WHAT YOU HAVE TO DO - Copy the data. Keep every character as given.

(Records from a data collection)
>>>>>
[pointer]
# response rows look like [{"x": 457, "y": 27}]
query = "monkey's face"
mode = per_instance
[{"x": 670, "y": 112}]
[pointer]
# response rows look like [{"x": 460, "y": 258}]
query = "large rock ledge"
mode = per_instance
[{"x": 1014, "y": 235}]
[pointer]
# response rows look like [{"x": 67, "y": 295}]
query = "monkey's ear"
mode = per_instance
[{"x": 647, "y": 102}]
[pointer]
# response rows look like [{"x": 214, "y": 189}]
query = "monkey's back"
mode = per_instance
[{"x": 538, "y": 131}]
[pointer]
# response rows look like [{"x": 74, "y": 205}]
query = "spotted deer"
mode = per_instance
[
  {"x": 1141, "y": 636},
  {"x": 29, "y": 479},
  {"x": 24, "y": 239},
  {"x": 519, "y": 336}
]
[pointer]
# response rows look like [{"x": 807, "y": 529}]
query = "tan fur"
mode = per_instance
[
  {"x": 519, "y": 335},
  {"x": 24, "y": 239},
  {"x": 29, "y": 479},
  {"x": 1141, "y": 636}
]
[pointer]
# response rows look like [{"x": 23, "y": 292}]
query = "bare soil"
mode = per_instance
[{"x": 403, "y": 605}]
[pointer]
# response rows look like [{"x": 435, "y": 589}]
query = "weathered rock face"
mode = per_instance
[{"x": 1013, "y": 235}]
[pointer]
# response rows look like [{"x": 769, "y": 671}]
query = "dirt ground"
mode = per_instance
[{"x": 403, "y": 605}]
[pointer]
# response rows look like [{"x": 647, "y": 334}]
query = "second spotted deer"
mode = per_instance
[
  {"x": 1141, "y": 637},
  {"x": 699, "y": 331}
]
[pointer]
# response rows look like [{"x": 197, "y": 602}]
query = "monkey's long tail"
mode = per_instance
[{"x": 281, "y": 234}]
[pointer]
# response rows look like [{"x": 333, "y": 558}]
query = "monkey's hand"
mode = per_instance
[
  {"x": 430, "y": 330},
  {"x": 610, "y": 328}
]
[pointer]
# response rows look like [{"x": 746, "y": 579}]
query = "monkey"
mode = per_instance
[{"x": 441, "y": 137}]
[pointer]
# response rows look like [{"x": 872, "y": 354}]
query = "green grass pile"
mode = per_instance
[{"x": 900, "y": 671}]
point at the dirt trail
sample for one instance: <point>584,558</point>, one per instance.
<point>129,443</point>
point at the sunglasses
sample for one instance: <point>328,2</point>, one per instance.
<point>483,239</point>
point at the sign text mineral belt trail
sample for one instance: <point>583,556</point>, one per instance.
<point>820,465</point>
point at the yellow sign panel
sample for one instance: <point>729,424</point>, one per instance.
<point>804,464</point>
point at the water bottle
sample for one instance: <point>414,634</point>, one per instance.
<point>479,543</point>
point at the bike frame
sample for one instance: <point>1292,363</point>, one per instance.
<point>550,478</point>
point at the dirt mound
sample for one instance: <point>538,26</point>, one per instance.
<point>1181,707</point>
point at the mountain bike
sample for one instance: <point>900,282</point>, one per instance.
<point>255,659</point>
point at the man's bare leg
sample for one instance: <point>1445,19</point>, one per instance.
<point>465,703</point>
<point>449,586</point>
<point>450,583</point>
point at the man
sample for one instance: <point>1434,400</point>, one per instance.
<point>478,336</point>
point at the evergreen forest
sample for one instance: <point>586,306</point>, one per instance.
<<<<<
RESULT BELOW -
[pointer]
# response rows look like [{"x": 457, "y": 27}]
query = "monkey's face"
mode = per_instance
[{"x": 670, "y": 112}]
[pointer]
# response rows look like [{"x": 460, "y": 258}]
query = "large rock ledge"
mode = per_instance
[{"x": 1014, "y": 235}]
[pointer]
# response rows look like [{"x": 67, "y": 295}]
query = "monkey's ear"
mode = per_instance
[{"x": 647, "y": 102}]
[pointer]
# response rows look like [{"x": 214, "y": 189}]
query = "monkey's back"
mode = per_instance
[{"x": 538, "y": 131}]
[pointer]
# response rows look like [{"x": 74, "y": 205}]
query = "spotted deer"
mode = per_instance
[
  {"x": 1141, "y": 636},
  {"x": 29, "y": 479},
  {"x": 24, "y": 239},
  {"x": 519, "y": 336}
]
[pointer]
# response rows look like [{"x": 807, "y": 529}]
query = "tan fur"
mode = per_instance
[
  {"x": 519, "y": 335},
  {"x": 24, "y": 239},
  {"x": 29, "y": 479},
  {"x": 1141, "y": 636}
]
[pointer]
# response rows look like [{"x": 23, "y": 292}]
query = "bare soil"
mode = per_instance
[{"x": 403, "y": 605}]
[pointer]
# response rows look like [{"x": 435, "y": 589}]
query = "weathered rock face"
mode = per_instance
[{"x": 1013, "y": 235}]
[pointer]
# response rows look like [{"x": 769, "y": 671}]
query = "dirt ground"
mode = per_instance
[{"x": 403, "y": 605}]
[pointer]
# response rows look like [{"x": 647, "y": 334}]
query = "second spotted deer"
mode = per_instance
[
  {"x": 1141, "y": 637},
  {"x": 699, "y": 331}
]
[pointer]
# response rows look like [{"x": 197, "y": 602}]
query = "monkey's long tail"
mode = per_instance
[{"x": 281, "y": 234}]
[pointer]
# response rows look like [{"x": 333, "y": 558}]
query = "monkey's hand"
mode = per_instance
[
  {"x": 430, "y": 330},
  {"x": 610, "y": 328}
]
[pointer]
# response rows look like [{"x": 746, "y": 579}]
query = "monkey"
mode = per_instance
[{"x": 441, "y": 137}]
[pointer]
# response rows look like [{"x": 872, "y": 354}]
query = "green grass pile"
mode = per_instance
[{"x": 900, "y": 671}]
point at the dirt trail
sample for one instance: <point>584,558</point>, one per instance.
<point>129,443</point>
point at the sunglasses
sample for one instance: <point>328,2</point>, one per instance.
<point>483,239</point>
point at the sign text mineral belt trail
sample for one instance: <point>583,556</point>, one per instance.
<point>820,465</point>
point at the yellow sign panel
sample for one instance: <point>729,424</point>, one per instance.
<point>804,464</point>
point at the water bottle
sample for one instance: <point>414,634</point>, one per instance.
<point>479,543</point>
point at the bike frame
sample for one instance: <point>1292,363</point>, one per instance.
<point>550,478</point>
point at the dirt mound
sample for one instance: <point>538,26</point>, one per instance.
<point>1181,707</point>
point at the mountain bike
sample for one instance: <point>900,282</point>, one per instance.
<point>255,659</point>
point at the man's bare leg
sample for one instance: <point>1445,19</point>, one per instance.
<point>465,703</point>
<point>449,586</point>
<point>450,583</point>
point at the man
sample for one instance: <point>1434,400</point>, one per instance.
<point>478,336</point>
point at the evergreen forest
sample for one instance: <point>586,306</point>, one per instance.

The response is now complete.